* _Job 1_
In the forum thread, where does Teufel say US operations qualified as a large-scale Title 50 "war"?
* _Job 2_
Extract the lines of the records from the one containing "For every instance of the purple" through the last line of the records, inclusive, reproducing each line verbatim.

* _Source document_
---------------
Has there ever been a large-scale Title 50 “war”?


----------



## GOTWA (Jan 3, 2021)

Teufel said:


> There is a big difference between a cyber intrusion and a cyber attack. One is espionage and the other is warfare. It can be difficult sometimes to define the two with widely accepted terms unfortunately.


Could you say that's by design? Seems that gives one an out when determining the response. The cyber side worries me like nothing else. It's far scarier than anything kinetic in my opinion.


----------



## TYW27 (Jan 3, 2021)

Gunz said:


> Response to any Level 4 or Level 5 cyber attack should be full-spectrum retaliation. Whatever you have that still functions, pull the chain.



I am not even sure what those are - gonna have to do some research!


----------



## Teufel (Jan 3, 2021)

lindy said:


> Has there ever been a large-scale Title 50 “war”?


It depends on how you define large scale but I think US operations in central America during the cold war and Afghanistan during the Russian occupation qualify.


----------



## frostyred (Jan 3, 2021)

GOTWA said:


> Could you say that's by design? Seems that gives one an out when determining the response. The cyber side worries me like nothing else. It's far scarier than anything kinetic in my opinion.


I mean, it shouldn't. We have to take the same mentality as big companies such as Microsoft and assume that either networks have already been compromised (which, in most of these instances, is true) and mitigate what we can. Informationalized warfare is a bitch because it's got so, so many more vectors of attack.


----------



## Teufel (Jan 3, 2021)

GOTWA said:


> Could you say that's by design? Seems that gives one an out when determining the response. The cyber side worries me like nothing else. It's far scarier than anything kinetic in my opinion.
---------------
* _Dataset extract_
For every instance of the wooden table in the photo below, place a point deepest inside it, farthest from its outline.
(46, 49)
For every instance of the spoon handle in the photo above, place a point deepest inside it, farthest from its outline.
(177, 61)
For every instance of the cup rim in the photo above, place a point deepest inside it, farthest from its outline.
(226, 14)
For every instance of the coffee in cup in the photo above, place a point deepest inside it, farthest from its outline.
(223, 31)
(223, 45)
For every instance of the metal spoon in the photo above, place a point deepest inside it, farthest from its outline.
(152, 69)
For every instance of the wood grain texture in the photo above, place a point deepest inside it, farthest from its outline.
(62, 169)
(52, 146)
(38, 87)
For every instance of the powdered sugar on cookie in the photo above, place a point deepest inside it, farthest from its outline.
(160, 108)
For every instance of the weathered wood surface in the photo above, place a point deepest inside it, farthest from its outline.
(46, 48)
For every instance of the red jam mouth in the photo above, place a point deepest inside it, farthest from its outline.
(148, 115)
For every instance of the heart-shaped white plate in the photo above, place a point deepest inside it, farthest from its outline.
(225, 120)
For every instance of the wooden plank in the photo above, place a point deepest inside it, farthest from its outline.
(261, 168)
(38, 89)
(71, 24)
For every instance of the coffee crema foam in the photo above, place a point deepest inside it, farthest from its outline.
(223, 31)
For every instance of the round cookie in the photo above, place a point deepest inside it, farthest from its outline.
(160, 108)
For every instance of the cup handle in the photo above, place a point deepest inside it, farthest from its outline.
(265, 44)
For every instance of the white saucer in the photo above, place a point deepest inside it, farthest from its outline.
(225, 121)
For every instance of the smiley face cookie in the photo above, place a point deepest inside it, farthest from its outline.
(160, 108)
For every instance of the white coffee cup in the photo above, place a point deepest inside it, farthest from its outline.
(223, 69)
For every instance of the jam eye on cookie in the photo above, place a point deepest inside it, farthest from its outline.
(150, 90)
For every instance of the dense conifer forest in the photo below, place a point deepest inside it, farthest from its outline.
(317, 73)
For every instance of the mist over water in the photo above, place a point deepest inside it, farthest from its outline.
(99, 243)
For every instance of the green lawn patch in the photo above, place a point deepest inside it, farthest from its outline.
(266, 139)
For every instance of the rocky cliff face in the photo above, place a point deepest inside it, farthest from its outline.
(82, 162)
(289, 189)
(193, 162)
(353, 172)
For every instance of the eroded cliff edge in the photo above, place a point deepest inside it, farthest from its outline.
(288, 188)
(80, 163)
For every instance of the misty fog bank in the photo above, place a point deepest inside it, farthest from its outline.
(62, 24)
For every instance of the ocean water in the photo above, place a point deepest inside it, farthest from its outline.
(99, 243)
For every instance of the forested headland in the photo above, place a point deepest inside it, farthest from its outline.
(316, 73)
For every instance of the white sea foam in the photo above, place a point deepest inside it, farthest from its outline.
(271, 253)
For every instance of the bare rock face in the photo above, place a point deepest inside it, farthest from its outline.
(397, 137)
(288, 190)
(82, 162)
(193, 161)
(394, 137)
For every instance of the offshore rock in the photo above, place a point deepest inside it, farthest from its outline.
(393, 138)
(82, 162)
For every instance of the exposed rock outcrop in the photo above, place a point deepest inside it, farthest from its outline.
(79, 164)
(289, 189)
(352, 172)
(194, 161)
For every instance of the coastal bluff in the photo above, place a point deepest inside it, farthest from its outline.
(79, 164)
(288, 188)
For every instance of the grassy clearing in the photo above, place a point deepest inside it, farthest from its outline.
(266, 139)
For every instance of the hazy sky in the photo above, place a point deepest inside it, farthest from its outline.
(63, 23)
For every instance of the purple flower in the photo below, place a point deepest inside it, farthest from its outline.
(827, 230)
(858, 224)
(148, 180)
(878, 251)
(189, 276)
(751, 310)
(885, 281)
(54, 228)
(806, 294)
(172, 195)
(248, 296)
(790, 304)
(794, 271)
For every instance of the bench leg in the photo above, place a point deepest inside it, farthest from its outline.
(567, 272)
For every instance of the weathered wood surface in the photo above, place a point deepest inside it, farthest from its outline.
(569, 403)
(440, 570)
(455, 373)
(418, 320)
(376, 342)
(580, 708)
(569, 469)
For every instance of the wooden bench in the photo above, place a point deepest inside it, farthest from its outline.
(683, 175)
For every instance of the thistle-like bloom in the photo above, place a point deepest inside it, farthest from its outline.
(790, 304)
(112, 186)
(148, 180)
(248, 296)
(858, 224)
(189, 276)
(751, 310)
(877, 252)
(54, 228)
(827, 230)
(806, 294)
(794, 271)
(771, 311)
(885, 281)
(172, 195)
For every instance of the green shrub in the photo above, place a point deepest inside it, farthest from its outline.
---------------
* _Full answer 1_
In Central America during the Cold War and in Afghanistan during the Russian occupation.

* _Full answer 2_
For every instance of the purple flower in the photo below, place a point deepest inside it, farthest from its outline.
(827, 230)
(858, 224)
(148, 180)
(878, 251)
(189, 276)
(751, 310)
(885, 281)
(54, 228)
(806, 294)
(172, 195)
(248, 296)
(790, 304)
(794, 271)
For every instance of the bench leg in the photo above, place a point deepest inside it, farthest from its outline.
(567, 272)
For every instance of the weathered wood surface in the photo above, place a point deepest inside it, farthest from its outline.
(569, 403)
(440, 570)
(455, 373)
(418, 320)
(376, 342)
(580, 708)
(569, 469)
For every instance of the wooden bench in the photo above, place a point deepest inside it, farthest from its outline.
(683, 175)
For every instance of the thistle-like bloom in the photo above, place a point deepest inside it, farthest from its outline.
(790, 304)
(112, 186)
(148, 180)
(248, 296)
(858, 224)
(189, 276)
(751, 310)
(877, 252)
(54, 228)
(827, 230)
(806, 294)
(794, 271)
(771, 311)
(885, 281)
(172, 195)
For every instance of the green shrub in the photo above, place a point deepest inside it, farthest from its outline.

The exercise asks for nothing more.